Data shown start

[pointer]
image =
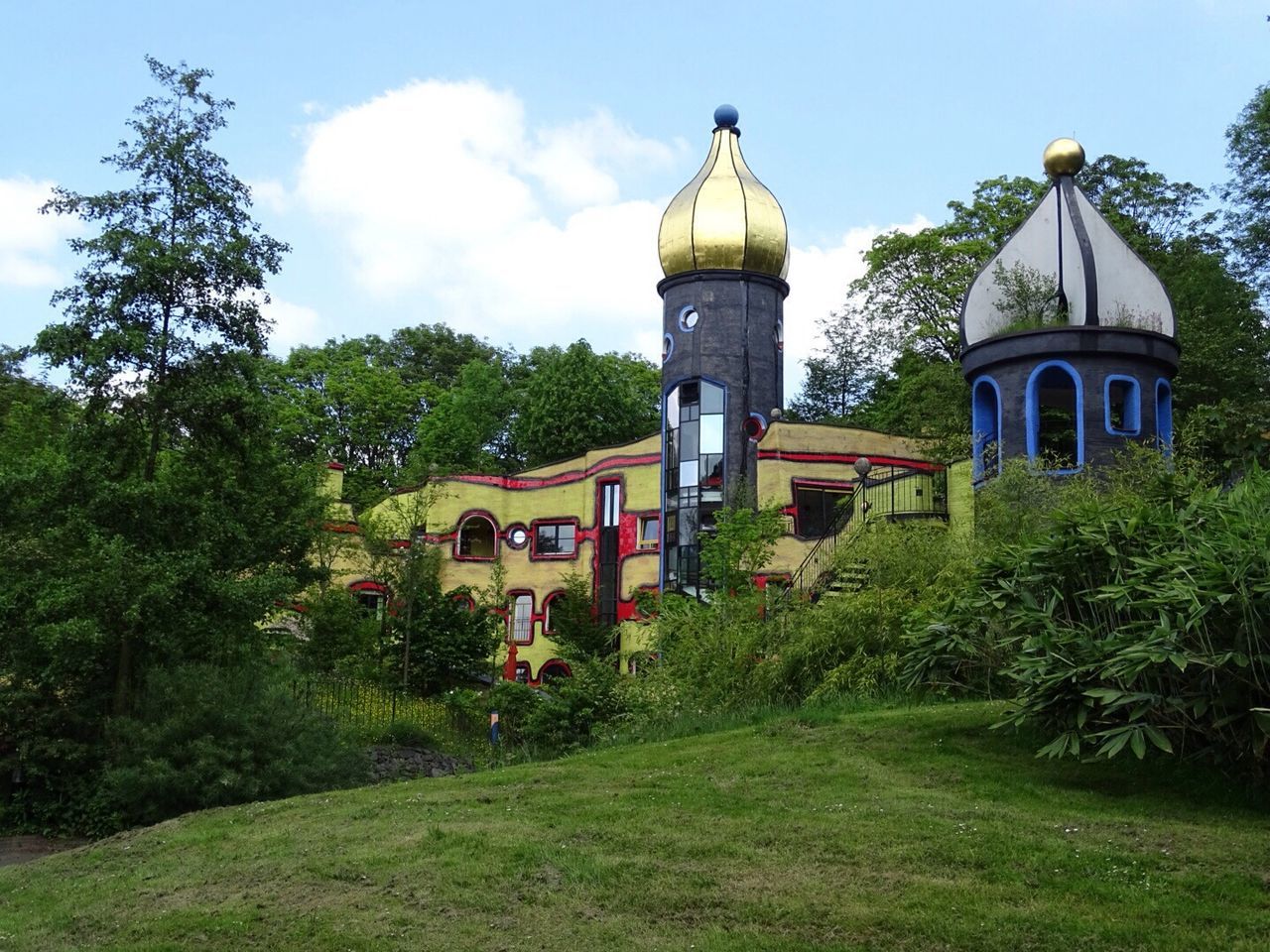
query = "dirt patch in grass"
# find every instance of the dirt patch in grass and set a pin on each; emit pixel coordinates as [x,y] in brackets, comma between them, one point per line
[23,849]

Data shown end

# What is needed
Rewrite the lines of the data above as a numbered list, leaving out blank lines and the pictures.

# Task result
1. [pointer]
2. image =
3. query = "dirt patch in grass"
4. # find every instance of the dirt patch in grass and set a pin on each; emit pixel coordinates as [x,y] in brackets, comma between them, one point per line
5. [23,849]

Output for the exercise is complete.